Exercise details = Of all the entries below, retype only the lines from the one with "Target: woodpecker" through the one with "Target: bird eye", exactly as they appear.

Records shown =
^^^^
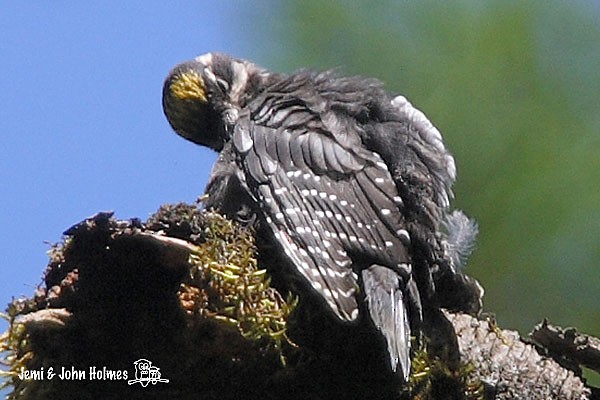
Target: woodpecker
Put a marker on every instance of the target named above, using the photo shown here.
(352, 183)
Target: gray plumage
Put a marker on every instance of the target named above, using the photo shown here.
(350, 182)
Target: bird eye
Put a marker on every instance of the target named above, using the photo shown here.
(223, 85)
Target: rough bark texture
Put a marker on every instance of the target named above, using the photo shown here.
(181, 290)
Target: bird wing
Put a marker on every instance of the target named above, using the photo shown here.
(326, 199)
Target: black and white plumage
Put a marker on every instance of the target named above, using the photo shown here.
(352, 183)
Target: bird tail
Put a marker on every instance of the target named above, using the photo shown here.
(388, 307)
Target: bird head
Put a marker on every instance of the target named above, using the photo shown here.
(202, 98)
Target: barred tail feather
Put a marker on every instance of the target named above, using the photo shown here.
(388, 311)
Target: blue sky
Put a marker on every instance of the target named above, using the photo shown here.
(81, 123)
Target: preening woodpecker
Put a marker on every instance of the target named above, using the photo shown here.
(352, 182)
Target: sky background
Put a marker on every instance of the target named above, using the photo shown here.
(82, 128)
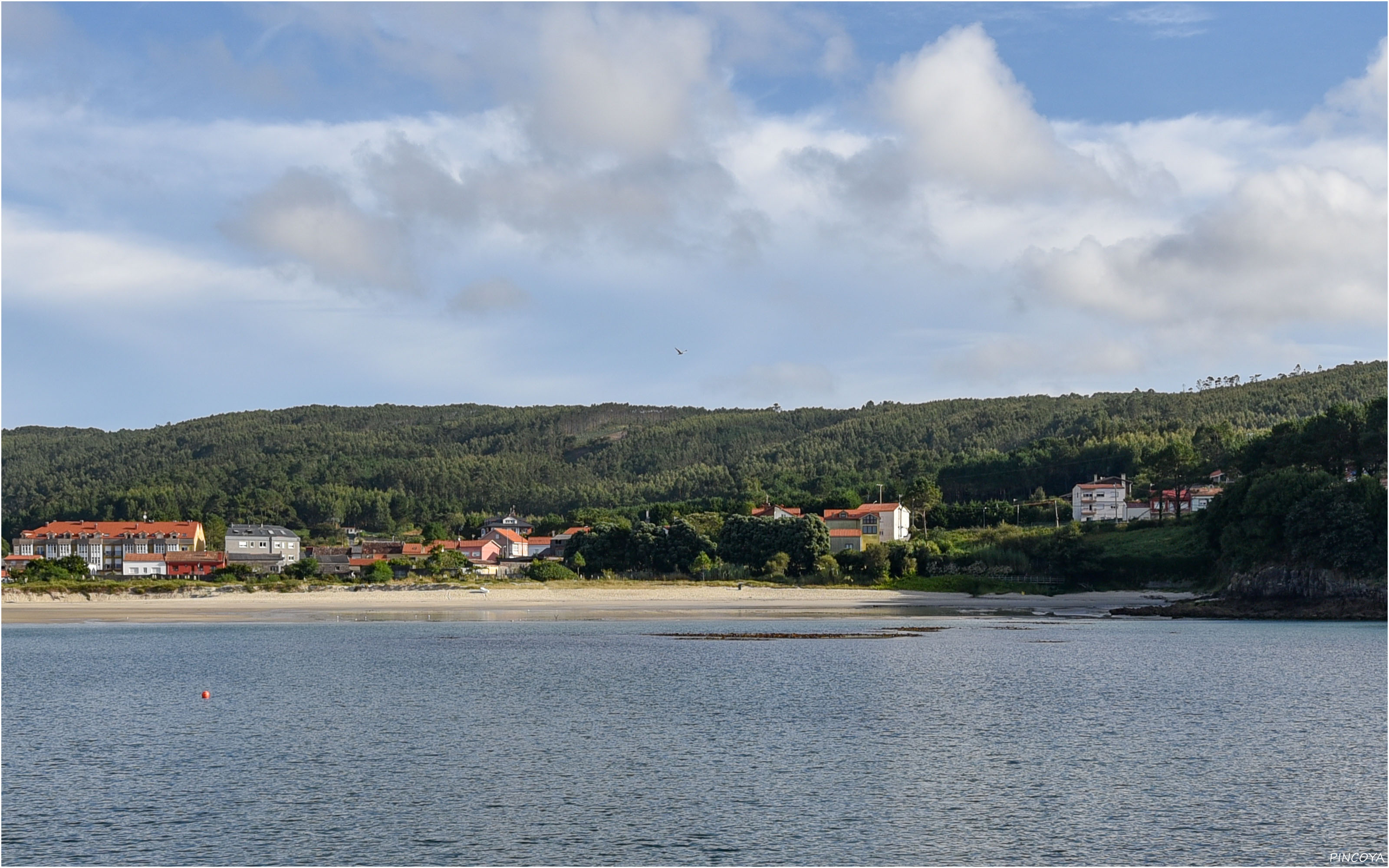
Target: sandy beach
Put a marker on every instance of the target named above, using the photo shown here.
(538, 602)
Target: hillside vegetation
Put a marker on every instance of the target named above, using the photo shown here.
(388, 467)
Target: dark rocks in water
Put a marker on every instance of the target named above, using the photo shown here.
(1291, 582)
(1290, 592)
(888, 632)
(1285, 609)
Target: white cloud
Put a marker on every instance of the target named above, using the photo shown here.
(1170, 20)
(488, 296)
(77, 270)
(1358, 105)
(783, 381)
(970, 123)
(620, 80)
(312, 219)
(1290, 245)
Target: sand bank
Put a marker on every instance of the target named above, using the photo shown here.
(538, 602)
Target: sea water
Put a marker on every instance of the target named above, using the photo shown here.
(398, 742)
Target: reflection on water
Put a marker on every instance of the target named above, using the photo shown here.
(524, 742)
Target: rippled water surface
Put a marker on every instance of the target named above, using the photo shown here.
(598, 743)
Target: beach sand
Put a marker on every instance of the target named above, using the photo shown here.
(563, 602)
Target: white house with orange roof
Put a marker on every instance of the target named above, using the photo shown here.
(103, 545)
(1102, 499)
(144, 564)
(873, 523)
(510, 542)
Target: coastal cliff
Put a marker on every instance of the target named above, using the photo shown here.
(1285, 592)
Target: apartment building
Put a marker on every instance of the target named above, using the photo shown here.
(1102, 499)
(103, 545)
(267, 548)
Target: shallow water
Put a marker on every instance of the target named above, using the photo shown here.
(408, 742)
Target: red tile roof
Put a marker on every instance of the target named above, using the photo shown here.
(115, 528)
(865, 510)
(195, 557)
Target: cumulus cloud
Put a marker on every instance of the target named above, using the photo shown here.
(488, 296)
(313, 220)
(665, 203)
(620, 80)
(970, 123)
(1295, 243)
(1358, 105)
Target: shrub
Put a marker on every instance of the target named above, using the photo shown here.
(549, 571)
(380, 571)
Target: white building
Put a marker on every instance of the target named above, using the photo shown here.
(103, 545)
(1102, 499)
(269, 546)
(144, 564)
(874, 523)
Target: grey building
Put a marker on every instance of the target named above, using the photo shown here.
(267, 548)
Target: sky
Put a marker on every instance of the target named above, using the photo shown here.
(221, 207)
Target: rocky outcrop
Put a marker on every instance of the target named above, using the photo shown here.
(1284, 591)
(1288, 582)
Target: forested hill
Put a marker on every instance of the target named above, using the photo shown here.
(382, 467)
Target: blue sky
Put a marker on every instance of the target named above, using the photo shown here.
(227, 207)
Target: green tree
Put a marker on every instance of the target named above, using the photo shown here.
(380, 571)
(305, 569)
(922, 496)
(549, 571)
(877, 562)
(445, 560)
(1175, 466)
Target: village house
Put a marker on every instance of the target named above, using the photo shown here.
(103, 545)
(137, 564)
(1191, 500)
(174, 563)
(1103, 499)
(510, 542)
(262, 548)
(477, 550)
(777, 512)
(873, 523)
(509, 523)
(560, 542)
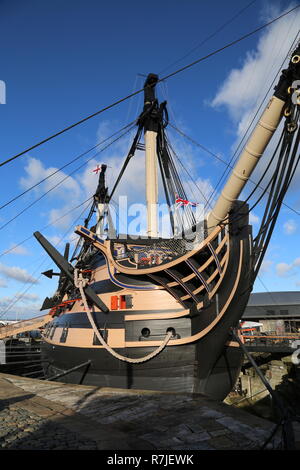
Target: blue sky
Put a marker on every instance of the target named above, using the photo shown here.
^^^^
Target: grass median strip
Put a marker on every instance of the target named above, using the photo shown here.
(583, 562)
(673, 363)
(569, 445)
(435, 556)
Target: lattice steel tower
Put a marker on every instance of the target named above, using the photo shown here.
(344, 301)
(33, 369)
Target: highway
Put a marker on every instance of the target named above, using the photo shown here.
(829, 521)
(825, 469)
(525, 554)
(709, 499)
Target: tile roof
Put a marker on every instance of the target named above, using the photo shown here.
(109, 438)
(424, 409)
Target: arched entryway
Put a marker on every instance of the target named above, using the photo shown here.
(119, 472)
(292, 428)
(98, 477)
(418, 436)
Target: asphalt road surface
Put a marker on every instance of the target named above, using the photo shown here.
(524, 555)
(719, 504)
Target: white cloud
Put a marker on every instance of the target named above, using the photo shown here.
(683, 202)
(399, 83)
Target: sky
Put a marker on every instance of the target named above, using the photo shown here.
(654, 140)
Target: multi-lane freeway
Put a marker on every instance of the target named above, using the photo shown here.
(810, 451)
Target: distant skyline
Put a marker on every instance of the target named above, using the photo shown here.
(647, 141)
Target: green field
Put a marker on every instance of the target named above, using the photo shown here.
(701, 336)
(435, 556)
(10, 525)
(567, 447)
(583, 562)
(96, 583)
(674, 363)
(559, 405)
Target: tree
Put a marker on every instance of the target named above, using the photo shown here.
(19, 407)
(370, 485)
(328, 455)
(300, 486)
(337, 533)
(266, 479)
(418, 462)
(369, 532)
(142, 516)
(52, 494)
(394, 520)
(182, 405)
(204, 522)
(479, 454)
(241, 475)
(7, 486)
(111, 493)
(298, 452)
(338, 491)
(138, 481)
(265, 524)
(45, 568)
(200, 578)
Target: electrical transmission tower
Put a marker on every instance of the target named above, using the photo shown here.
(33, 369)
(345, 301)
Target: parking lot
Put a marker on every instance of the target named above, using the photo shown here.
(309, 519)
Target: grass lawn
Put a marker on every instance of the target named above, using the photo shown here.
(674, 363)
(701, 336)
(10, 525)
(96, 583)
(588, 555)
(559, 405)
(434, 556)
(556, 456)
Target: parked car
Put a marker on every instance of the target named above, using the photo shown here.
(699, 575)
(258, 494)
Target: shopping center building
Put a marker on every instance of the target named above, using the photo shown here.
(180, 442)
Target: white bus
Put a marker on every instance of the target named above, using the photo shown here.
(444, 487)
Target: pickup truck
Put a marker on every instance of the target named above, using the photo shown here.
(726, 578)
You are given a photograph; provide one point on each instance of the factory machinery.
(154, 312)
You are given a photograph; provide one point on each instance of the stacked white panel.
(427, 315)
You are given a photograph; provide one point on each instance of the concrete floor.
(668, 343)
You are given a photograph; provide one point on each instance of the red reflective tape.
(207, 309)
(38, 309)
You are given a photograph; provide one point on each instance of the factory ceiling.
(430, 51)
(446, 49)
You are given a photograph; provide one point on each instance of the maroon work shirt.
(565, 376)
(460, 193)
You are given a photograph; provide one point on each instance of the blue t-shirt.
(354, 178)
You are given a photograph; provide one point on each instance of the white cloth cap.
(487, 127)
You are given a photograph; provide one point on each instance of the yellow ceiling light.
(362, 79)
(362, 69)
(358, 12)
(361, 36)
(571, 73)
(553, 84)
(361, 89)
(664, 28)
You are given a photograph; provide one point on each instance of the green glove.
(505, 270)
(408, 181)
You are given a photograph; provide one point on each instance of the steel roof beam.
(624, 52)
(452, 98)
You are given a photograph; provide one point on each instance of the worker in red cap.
^^^^
Solution for this exercise =
Target: woodpecker
Put a marker on every instance of the target named above, using the photo shown here.
(352, 183)
Target: gray plumage
Put a marker on every instance of the target named above, using the photo shown here.
(350, 182)
Target: bird eye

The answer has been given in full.